━━━ ПОКАЗАННЫЙ ТЕКСТ

Звать меня Кузнецов. Я один.
  • Текст добавлен: 18 сентября 2017, 12:01

Текст книги "Звать меня Кузнецов. Я один."


Автор книги: авторов Коллектив



сообщить о нарушении

Текущая страница: 29 (всего у книги 35 страниц)

Как он смеет! Да кто он такой?

Оценки современников

Юрий Кузнецов, на мой взгляд, уже сложившийся поэт. Юрий служил в армии, сейчас работает в Тихорецке. Спросите у него, что такое поэзия, и он вам скажет: «Поэзия – это чудесная способность удивляться. Удивление особо присуще молодости. Когда человек теряет способность удивляться, от него уходит молодость, он утрачивает поэтическое восприятие мира».

Виктор Гончаров

(«Комсомолец Кубани», 1965, 27 июня).

Гончаров Виктор (наст. имя Гончаров Семён Михайлович) (1920–2001) – поэт и скульптор. Уроженец Краснодара. Когда началась война, он ушёл на фронт и потом был трижды ранен. Последнее ранение едва не привело к летальному исходу: пуля прошла в сантиметре от сердца.

В 1960-е годы Гончаров часто бывал на Кубани и всячески поддерживал своих молодых земляков. Но сам он большим поэтом так и не стал: видимо, не хватило таланта и творческой дерзости.

Гончаров внимательно следил за творчеством Юрия Кузнецова. В 1966 году он опубликовал в газете «Литературная Россия» рецензию на первую книгу поэта «Гроза». Спустя два года Гончаров напечатал в «Литгазете» предисловие к большой подборке своего младшего товарища.

Когда Гончаров скончался, Кузнецов продиктовал в газету «Литературная Россия» прощальные строки о поэте.

…Честно говоря, Ю. Кузнецов не хуже многих, печатающихся в наших московских журналах, поэтов, склонных к новациям. Допустить Ю. Кузнецова к экзаменам – можно.

Александр Коваленков

(Из отзыва на рукопись Ю. Кузнецова, представленную на творческий конкурс для поступления в Литинститут).

З/V-65 г.

━━━━━━

ВАШИ ЗАДАНИЯ:
**1)** Назовите все газеты, которые упоминаются в тексте о Юрии Кузнецове.
**2)** Сколько раз Виктор Гончаров был ранен на фронте, согласно тексту о Юрии Кузнецове?

━━━ ФРАГМЕНТЫ ЗАПИСЕЙ

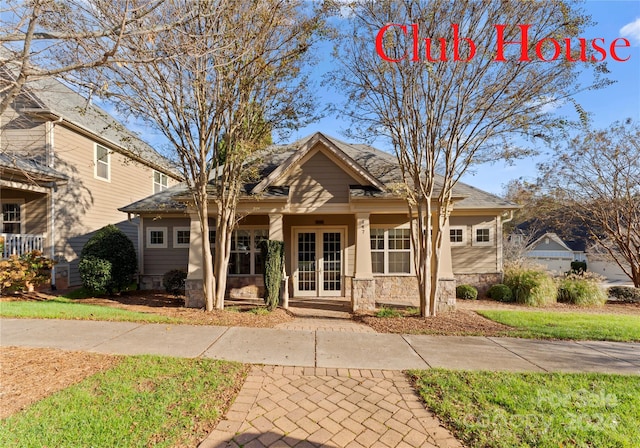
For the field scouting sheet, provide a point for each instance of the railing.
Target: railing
(19, 244)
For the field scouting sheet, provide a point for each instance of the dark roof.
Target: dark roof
(381, 165)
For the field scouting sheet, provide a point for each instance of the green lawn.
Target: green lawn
(143, 401)
(580, 326)
(489, 409)
(62, 308)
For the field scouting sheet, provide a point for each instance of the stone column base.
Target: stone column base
(447, 295)
(363, 294)
(194, 295)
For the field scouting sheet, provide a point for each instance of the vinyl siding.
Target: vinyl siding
(475, 259)
(317, 182)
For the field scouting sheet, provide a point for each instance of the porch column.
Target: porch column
(276, 233)
(195, 273)
(363, 284)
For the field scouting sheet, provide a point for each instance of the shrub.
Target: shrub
(112, 245)
(466, 292)
(625, 293)
(530, 287)
(577, 267)
(95, 273)
(580, 291)
(174, 281)
(273, 255)
(500, 292)
(24, 272)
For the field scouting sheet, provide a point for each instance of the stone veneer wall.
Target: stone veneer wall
(481, 281)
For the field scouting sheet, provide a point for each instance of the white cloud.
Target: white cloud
(632, 31)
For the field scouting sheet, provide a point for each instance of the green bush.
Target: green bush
(95, 273)
(112, 245)
(625, 293)
(500, 292)
(174, 281)
(273, 255)
(466, 292)
(580, 291)
(530, 286)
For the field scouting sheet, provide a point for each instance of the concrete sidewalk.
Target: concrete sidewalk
(323, 348)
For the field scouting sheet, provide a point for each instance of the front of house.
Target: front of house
(345, 233)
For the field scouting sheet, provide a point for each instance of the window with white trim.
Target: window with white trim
(156, 237)
(160, 181)
(11, 218)
(483, 235)
(391, 251)
(102, 162)
(246, 256)
(458, 235)
(181, 237)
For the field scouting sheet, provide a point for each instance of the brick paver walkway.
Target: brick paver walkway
(312, 407)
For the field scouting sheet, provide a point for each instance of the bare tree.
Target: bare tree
(596, 177)
(456, 106)
(225, 80)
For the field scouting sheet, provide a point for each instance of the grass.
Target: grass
(144, 401)
(489, 409)
(577, 326)
(63, 308)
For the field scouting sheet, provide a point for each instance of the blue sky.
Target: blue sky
(618, 101)
(615, 18)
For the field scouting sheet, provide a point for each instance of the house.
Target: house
(65, 167)
(346, 232)
(556, 255)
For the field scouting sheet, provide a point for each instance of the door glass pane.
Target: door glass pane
(332, 261)
(307, 261)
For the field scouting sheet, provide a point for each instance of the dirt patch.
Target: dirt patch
(31, 374)
(460, 322)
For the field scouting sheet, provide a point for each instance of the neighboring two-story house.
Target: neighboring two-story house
(346, 232)
(66, 166)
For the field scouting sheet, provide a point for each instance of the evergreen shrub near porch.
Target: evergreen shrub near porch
(273, 256)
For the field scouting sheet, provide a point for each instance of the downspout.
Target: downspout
(49, 160)
(502, 223)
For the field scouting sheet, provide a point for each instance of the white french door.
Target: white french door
(319, 262)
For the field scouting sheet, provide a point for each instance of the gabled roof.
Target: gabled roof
(553, 237)
(305, 146)
(52, 99)
(378, 169)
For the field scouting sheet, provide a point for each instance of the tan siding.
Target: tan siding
(158, 261)
(318, 181)
(86, 203)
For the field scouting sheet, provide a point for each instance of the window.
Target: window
(11, 218)
(458, 235)
(391, 251)
(482, 235)
(102, 163)
(181, 236)
(160, 181)
(156, 237)
(246, 256)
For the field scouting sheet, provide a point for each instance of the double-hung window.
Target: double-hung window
(102, 163)
(11, 218)
(246, 256)
(391, 251)
(160, 181)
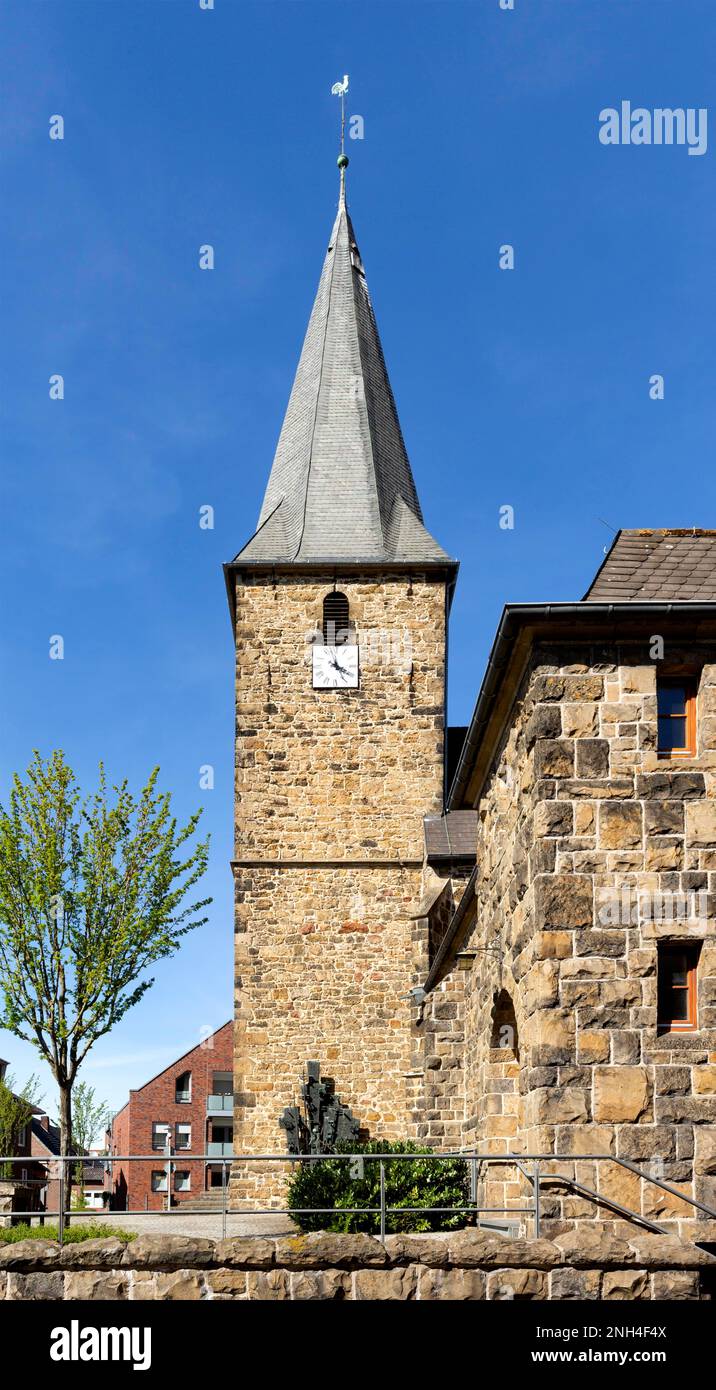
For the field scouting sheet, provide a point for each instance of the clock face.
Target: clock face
(335, 667)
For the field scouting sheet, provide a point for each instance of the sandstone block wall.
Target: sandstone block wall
(466, 1265)
(594, 818)
(331, 791)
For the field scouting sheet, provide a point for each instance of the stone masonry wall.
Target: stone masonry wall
(467, 1265)
(331, 791)
(595, 812)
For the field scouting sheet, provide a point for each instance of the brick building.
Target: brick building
(506, 875)
(189, 1107)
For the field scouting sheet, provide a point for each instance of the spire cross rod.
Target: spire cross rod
(339, 89)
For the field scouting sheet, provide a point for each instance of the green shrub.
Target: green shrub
(427, 1183)
(71, 1237)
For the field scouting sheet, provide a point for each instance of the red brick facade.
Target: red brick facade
(157, 1104)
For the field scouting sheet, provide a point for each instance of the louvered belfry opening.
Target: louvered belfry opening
(335, 619)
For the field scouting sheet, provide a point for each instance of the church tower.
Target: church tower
(339, 605)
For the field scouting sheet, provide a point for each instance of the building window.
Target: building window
(676, 1007)
(335, 619)
(182, 1136)
(160, 1136)
(676, 702)
(184, 1089)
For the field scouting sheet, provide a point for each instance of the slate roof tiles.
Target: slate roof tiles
(658, 566)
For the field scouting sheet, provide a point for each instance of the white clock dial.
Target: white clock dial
(335, 667)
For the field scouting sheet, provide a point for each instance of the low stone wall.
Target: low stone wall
(456, 1266)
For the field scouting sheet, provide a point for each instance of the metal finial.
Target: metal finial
(339, 89)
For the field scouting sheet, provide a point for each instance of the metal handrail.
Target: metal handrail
(537, 1176)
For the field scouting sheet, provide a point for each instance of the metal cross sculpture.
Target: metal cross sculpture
(323, 1122)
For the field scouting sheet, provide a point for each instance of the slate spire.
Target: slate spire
(341, 485)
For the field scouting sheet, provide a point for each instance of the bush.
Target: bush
(428, 1183)
(71, 1237)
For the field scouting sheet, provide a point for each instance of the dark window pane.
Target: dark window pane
(679, 1005)
(672, 733)
(672, 699)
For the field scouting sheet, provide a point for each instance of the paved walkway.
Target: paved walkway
(191, 1223)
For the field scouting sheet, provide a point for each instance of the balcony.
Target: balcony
(220, 1105)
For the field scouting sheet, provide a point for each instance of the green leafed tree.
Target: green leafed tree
(92, 894)
(89, 1119)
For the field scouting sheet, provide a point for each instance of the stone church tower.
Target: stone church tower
(339, 605)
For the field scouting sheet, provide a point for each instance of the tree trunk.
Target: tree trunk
(66, 1143)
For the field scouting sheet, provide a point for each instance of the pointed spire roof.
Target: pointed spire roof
(341, 485)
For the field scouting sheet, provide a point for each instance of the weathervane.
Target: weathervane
(339, 89)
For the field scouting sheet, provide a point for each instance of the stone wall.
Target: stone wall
(579, 815)
(467, 1265)
(331, 791)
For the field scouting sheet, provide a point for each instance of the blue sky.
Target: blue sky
(526, 388)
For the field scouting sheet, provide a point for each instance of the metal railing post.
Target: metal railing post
(60, 1203)
(168, 1172)
(537, 1214)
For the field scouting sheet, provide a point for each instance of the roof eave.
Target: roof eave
(515, 619)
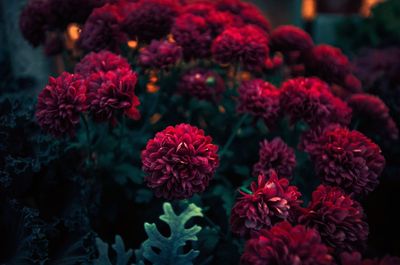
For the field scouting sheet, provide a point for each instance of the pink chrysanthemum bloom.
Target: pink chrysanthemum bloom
(355, 258)
(271, 200)
(276, 155)
(310, 100)
(179, 161)
(33, 21)
(290, 38)
(150, 19)
(261, 99)
(247, 45)
(103, 61)
(194, 35)
(112, 92)
(339, 219)
(60, 104)
(347, 159)
(373, 114)
(202, 84)
(102, 30)
(159, 55)
(285, 244)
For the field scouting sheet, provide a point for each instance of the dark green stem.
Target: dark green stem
(233, 135)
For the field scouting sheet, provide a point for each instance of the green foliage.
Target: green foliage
(122, 255)
(170, 248)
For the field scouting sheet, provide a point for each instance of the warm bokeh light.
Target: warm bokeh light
(367, 6)
(308, 9)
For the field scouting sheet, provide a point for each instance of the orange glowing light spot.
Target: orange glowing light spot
(155, 118)
(308, 9)
(133, 44)
(367, 6)
(73, 31)
(152, 88)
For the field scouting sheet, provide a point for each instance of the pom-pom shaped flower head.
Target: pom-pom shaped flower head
(193, 34)
(347, 159)
(275, 155)
(160, 54)
(290, 38)
(247, 45)
(310, 99)
(102, 30)
(339, 219)
(373, 115)
(33, 21)
(179, 162)
(285, 244)
(150, 19)
(60, 104)
(112, 92)
(202, 84)
(103, 61)
(261, 99)
(271, 200)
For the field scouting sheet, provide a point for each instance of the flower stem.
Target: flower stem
(233, 135)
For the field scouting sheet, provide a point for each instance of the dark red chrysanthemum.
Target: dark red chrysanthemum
(276, 155)
(160, 54)
(261, 99)
(60, 104)
(328, 63)
(373, 115)
(347, 159)
(150, 19)
(103, 61)
(102, 30)
(290, 38)
(247, 45)
(112, 92)
(355, 258)
(194, 35)
(339, 219)
(33, 21)
(202, 84)
(310, 99)
(285, 244)
(179, 161)
(271, 200)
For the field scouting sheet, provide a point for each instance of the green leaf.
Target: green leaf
(170, 248)
(122, 255)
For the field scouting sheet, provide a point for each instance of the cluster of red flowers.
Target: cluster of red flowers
(104, 85)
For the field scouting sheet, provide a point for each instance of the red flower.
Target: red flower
(247, 46)
(275, 155)
(193, 34)
(355, 258)
(339, 220)
(347, 159)
(286, 245)
(328, 63)
(102, 30)
(179, 162)
(271, 201)
(290, 38)
(60, 104)
(103, 61)
(112, 92)
(160, 54)
(202, 84)
(150, 19)
(373, 114)
(310, 99)
(260, 99)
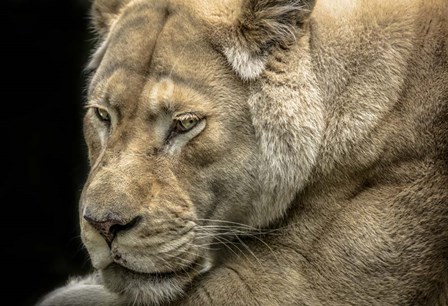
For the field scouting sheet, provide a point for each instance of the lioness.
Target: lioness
(271, 152)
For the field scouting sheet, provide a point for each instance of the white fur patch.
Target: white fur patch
(245, 64)
(181, 140)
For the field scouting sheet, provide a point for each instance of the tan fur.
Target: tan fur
(317, 172)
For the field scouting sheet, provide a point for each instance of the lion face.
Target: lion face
(173, 153)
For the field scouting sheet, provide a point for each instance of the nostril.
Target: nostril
(110, 227)
(119, 227)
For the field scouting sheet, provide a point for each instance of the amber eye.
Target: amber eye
(102, 114)
(186, 122)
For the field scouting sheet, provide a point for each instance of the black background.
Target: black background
(45, 45)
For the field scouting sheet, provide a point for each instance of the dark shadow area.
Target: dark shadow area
(45, 45)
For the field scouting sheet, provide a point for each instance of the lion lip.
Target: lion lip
(158, 275)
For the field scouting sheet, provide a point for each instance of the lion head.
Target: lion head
(173, 151)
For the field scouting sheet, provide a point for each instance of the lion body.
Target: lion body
(317, 175)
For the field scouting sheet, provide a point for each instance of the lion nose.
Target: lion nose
(109, 227)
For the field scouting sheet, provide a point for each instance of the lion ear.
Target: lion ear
(262, 25)
(104, 12)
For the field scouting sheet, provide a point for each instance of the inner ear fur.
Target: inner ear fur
(262, 25)
(104, 12)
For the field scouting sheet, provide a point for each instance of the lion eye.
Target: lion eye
(186, 122)
(102, 114)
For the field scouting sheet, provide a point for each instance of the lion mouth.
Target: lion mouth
(158, 276)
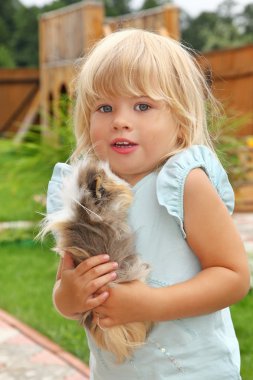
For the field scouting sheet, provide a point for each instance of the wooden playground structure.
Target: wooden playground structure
(66, 35)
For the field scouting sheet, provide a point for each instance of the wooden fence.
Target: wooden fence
(19, 97)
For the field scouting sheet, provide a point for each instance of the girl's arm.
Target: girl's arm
(224, 278)
(75, 290)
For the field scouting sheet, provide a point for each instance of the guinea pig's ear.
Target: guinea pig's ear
(96, 188)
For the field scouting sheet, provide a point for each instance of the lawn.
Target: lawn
(27, 275)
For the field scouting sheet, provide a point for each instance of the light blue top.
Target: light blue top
(200, 348)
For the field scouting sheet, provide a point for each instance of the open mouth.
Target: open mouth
(123, 145)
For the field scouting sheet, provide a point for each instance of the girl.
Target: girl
(141, 105)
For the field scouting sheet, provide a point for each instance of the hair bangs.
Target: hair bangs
(129, 72)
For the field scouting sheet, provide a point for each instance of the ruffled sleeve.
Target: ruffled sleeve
(171, 180)
(54, 202)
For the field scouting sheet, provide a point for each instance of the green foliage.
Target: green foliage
(27, 169)
(210, 30)
(6, 59)
(242, 318)
(227, 144)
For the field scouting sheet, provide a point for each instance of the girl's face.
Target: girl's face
(133, 134)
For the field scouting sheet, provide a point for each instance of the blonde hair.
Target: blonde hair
(135, 62)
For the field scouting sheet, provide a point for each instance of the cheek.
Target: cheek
(98, 143)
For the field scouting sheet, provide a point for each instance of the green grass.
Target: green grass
(27, 269)
(242, 318)
(27, 275)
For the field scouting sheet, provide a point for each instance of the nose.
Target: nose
(121, 122)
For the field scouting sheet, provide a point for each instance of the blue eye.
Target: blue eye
(105, 108)
(142, 107)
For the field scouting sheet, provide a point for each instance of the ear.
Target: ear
(96, 187)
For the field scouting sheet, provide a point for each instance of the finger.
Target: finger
(94, 302)
(98, 270)
(67, 262)
(94, 285)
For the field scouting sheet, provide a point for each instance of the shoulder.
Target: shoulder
(195, 170)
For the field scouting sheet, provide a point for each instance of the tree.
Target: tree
(246, 21)
(211, 31)
(116, 8)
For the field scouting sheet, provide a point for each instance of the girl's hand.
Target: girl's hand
(76, 290)
(127, 302)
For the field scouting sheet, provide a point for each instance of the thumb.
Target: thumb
(68, 262)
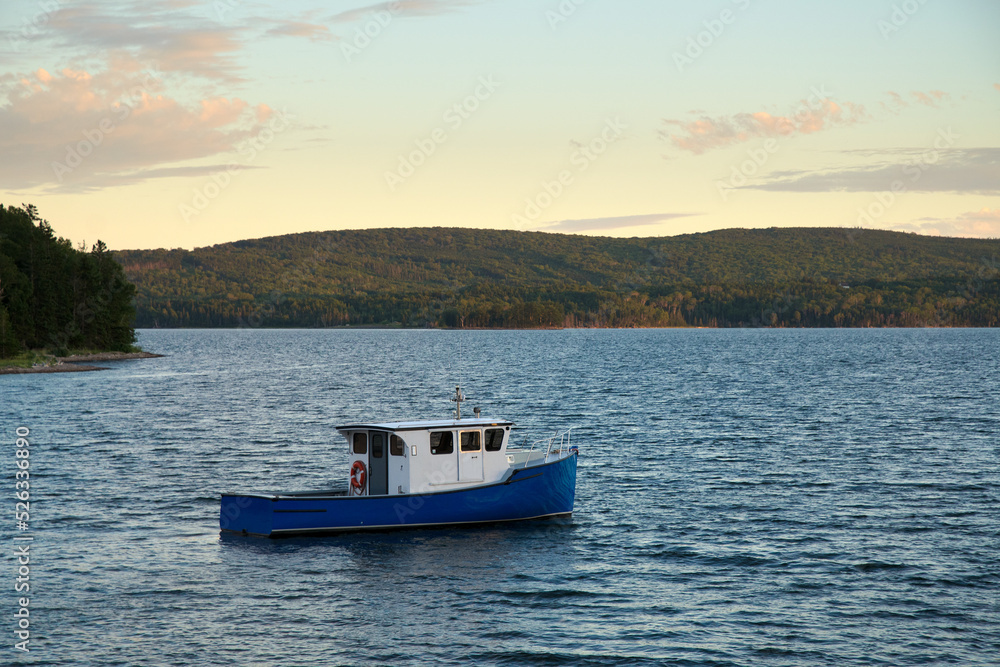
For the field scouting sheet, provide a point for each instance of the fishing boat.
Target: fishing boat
(410, 474)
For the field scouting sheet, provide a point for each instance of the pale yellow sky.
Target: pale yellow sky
(194, 126)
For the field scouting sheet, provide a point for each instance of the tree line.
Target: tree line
(58, 298)
(473, 278)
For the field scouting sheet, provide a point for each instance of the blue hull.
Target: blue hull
(530, 493)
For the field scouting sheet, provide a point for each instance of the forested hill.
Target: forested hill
(490, 278)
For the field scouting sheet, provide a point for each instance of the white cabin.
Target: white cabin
(400, 458)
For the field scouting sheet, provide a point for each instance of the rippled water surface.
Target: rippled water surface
(743, 498)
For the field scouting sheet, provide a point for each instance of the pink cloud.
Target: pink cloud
(313, 31)
(118, 123)
(403, 8)
(159, 32)
(707, 133)
(984, 223)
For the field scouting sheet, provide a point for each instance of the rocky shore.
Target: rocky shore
(71, 364)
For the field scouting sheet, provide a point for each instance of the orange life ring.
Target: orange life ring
(359, 475)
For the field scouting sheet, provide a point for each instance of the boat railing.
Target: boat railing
(554, 447)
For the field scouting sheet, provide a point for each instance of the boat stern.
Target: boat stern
(249, 515)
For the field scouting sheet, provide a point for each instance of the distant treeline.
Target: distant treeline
(55, 297)
(467, 278)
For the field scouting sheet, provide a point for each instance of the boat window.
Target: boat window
(442, 442)
(470, 441)
(494, 439)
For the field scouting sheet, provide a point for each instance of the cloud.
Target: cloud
(931, 98)
(312, 31)
(965, 170)
(75, 130)
(403, 8)
(709, 133)
(606, 224)
(152, 32)
(897, 102)
(984, 223)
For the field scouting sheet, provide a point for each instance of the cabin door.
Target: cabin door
(378, 464)
(470, 456)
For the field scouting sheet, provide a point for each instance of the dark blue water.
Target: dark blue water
(744, 498)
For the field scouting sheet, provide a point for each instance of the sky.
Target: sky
(187, 123)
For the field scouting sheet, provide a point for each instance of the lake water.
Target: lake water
(744, 497)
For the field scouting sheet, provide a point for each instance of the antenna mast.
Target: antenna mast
(458, 398)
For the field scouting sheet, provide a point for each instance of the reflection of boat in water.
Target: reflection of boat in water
(421, 473)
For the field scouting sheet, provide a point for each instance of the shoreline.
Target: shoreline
(71, 364)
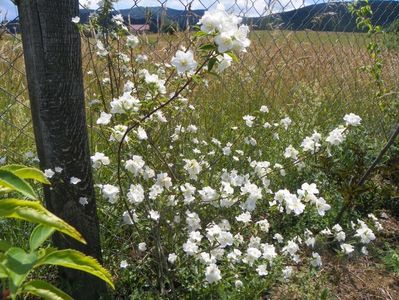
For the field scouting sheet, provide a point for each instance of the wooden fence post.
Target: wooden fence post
(53, 63)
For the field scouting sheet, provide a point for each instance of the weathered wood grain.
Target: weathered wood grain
(52, 54)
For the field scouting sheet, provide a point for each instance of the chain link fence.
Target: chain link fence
(297, 47)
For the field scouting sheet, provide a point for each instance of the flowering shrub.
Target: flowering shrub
(204, 215)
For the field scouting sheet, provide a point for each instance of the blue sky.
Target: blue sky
(241, 7)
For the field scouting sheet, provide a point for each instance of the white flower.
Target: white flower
(322, 206)
(142, 246)
(118, 19)
(141, 134)
(365, 234)
(208, 194)
(278, 237)
(141, 58)
(164, 180)
(127, 219)
(49, 173)
(101, 49)
(244, 217)
(135, 165)
(291, 152)
(132, 41)
(286, 122)
(336, 136)
(135, 194)
(192, 167)
(347, 248)
(110, 192)
(287, 272)
(104, 118)
(184, 61)
(124, 264)
(263, 225)
(311, 143)
(74, 180)
(262, 270)
(190, 247)
(249, 120)
(352, 119)
(269, 251)
(83, 201)
(252, 255)
(238, 284)
(172, 258)
(291, 248)
(223, 62)
(340, 236)
(212, 273)
(225, 238)
(99, 159)
(118, 133)
(316, 261)
(154, 215)
(224, 41)
(75, 20)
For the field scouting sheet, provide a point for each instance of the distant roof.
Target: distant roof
(139, 27)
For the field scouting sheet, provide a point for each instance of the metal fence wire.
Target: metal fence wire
(295, 44)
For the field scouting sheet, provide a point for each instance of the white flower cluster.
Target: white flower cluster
(229, 34)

━━━━━━

ОТВЕТЫ К ЗАДАНИЯМ:
**1)** «Комсомолец Кубани», «Литературная Россия», «Литгазета».

**2)** Трижды.